» **Task details**:
Print the records below from the first line through the line containing "[locate] watch strap", both included, word for word.
━━━ Task data ━━━
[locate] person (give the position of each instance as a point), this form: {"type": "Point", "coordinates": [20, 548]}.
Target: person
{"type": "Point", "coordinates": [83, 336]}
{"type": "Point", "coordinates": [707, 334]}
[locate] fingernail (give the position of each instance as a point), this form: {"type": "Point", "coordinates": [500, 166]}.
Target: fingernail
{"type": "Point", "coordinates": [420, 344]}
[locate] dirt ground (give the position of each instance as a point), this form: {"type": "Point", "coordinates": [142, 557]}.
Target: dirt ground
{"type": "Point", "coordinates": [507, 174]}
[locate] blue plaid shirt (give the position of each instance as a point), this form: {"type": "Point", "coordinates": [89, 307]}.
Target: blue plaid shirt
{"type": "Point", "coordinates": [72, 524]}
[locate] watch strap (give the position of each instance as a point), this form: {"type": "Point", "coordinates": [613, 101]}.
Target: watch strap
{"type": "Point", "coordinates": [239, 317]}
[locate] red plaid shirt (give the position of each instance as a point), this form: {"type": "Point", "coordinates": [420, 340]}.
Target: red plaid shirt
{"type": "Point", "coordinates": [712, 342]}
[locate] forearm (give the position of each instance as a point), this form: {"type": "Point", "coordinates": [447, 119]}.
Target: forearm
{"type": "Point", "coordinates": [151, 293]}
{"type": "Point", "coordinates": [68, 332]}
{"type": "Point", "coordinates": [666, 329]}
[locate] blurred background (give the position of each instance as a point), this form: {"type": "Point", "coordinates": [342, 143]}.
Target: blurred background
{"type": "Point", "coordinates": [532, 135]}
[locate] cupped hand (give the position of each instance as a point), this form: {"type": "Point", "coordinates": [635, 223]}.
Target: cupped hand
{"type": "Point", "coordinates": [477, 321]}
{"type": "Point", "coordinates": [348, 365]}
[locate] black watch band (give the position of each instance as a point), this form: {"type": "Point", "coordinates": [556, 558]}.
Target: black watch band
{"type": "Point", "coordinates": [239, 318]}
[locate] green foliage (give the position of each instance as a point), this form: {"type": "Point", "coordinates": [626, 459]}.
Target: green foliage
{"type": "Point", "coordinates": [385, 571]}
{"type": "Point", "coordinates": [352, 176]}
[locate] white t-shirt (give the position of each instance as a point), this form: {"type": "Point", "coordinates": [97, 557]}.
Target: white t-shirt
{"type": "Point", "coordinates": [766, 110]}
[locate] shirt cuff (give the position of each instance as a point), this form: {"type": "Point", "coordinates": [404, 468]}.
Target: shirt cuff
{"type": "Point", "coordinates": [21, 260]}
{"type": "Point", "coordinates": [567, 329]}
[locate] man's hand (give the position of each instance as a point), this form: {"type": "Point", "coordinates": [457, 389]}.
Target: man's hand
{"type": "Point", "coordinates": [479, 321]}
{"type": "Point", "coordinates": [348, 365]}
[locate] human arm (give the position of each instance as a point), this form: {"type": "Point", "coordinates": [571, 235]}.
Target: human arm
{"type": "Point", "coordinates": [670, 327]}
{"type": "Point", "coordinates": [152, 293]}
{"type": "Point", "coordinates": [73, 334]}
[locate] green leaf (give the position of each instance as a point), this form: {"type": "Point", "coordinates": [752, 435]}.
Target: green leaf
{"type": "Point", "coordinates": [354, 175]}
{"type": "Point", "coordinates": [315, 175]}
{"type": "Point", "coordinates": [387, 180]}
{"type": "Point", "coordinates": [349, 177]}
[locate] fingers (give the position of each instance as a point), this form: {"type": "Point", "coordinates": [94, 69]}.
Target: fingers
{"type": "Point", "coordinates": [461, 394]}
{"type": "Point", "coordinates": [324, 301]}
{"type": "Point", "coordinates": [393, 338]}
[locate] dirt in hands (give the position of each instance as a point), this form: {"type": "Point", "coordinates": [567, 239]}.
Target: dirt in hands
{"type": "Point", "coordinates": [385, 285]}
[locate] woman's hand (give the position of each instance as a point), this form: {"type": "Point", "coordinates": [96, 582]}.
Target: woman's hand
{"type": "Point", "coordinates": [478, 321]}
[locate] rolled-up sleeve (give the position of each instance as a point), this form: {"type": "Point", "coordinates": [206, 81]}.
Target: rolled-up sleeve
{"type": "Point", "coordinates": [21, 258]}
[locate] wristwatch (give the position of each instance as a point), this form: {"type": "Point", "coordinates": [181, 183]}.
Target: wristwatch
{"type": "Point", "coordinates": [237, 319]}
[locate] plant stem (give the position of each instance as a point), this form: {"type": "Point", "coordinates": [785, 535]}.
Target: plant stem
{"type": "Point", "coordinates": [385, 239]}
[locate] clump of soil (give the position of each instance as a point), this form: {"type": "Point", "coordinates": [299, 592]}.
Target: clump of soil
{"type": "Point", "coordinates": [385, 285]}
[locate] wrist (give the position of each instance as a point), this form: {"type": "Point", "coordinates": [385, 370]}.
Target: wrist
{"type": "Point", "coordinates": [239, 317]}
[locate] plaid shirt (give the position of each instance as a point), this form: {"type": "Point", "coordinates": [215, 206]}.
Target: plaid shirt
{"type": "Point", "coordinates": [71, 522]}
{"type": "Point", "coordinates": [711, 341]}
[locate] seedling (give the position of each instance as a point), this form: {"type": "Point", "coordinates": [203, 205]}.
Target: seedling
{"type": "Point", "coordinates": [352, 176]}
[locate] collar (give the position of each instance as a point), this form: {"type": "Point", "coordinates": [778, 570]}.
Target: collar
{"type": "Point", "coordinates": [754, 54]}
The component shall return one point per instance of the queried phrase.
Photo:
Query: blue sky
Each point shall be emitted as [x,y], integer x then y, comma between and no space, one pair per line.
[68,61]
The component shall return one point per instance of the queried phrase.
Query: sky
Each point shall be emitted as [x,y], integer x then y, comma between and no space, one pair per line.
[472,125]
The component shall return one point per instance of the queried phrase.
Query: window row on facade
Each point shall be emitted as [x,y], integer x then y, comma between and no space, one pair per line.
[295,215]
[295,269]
━━━
» **Solution**:
[locate] person (give the position of each instance as a point), this form: {"type": "Point", "coordinates": [20, 548]}.
Target: person
{"type": "Point", "coordinates": [83, 336]}
{"type": "Point", "coordinates": [707, 334]}
[locate] fingernail (give the position of each instance as a point), this form: {"type": "Point", "coordinates": [500, 166]}.
Target: fingernail
{"type": "Point", "coordinates": [420, 344]}
[locate] dirt ground (give the position of each instance as a point), this form: {"type": "Point", "coordinates": [142, 557]}.
Target: dirt ground
{"type": "Point", "coordinates": [507, 174]}
[locate] blue plaid shirt (give the position of each instance as a point), this form: {"type": "Point", "coordinates": [89, 307]}.
Target: blue plaid shirt
{"type": "Point", "coordinates": [72, 524]}
[locate] watch strap (give the position of each instance as a point), this form: {"type": "Point", "coordinates": [613, 101]}.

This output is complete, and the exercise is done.